**ARTICLE**
Member of the U.S. House of Representatives from New York
- In office March 4, 1809 – March 3, 1811
- Preceded by: Peter Sailly
- Succeeded by: Benjamin Pond
- Constituency: 8th district
- In office March 4, 1807 – March 3, 1809
- Preceded by: Peter Sailly
- Succeeded by: Thomas R. Gold
- Constituency: 11th district
- In office March 4, 1799 – March 3, 1801
- Preceded by: John Evert Van Alen
- Succeeded by: David Thomas
- Constituency: 7th district

Member of the New York State Assembly from Albany County
- In office January 1, 1788 – December 31, 1789 Serving with John Duncan, John Lansing Jr., Cornelius Van Dyck, Henry K. Van Rensselaer, Jeremiah Van Rensselaer, John Younglove
- Preceded by: Leonard Gansevoort, James Gordon, Thomas Sickles, John De Peyster Ten Eyck, Dirck Van Ingen, Hezekiah Van Orden, John Younglove
- Succeeded by: Leonard Bronck, James Gordon, Richard Sill, Henry K. Van Rensselaer, Stephen Van Rensselaer, Cornelius Van Veghten, John Younglove

Personal details
- Born: March 20, 1749 Litchfield, Connecticut Colony, British America
- Died: September 30, 1823 (aged 74) Stillwater, New York, U.S.
- Resting place: Yellow Meeting House Cemetery, Stillwater, New York, U.S.

**TO-DO LIST**
- a) In the profile above:
(i) Which district did he represent from March 4, 1799, to March 3, 1801?
(ii) Who succeeded him in the seat he held from 1809 to 1811?
(iii) Where is he buried?
- b) Why does the profile give his age at death as 74?
- c) In the profile, print everything from "Personal details" down to "Cemetery, Stillwater, New York, U.S.".
Answer from the profile above alone.

**RECORD LIST**

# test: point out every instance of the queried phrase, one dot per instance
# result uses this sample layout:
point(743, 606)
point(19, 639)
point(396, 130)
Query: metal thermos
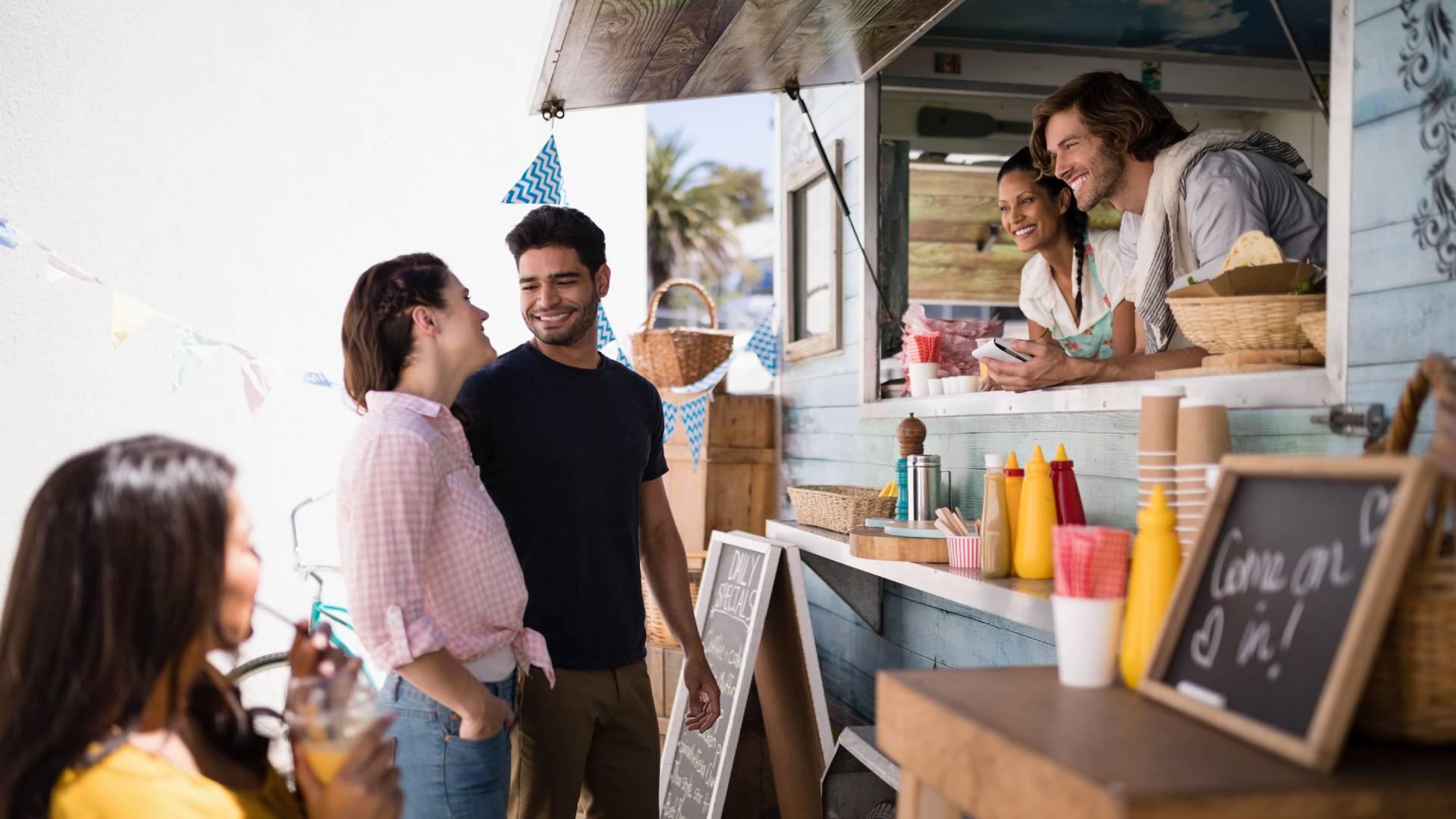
point(924, 485)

**RESULTS FOR THE EXERCISE**
- a)
(i) The 7th district.
(ii) Benjamin Pond.
(iii) Yellow Meeting House Cemetery, Stillwater, New York, U.S.

- b) He was born on March 20, 1749, and died on September 30, 1823. He had passed his 74th birthday in March 1823 but had not yet reached his 75th.

- c)
Personal details
- Born: March 20, 1749 Litchfield, Connecticut Colony, British America
- Died: September 30, 1823 (aged 74) Stillwater, New York, U.S.
- Resting place: Yellow Meeting House Cemetery, Stillwater, New York, U.S.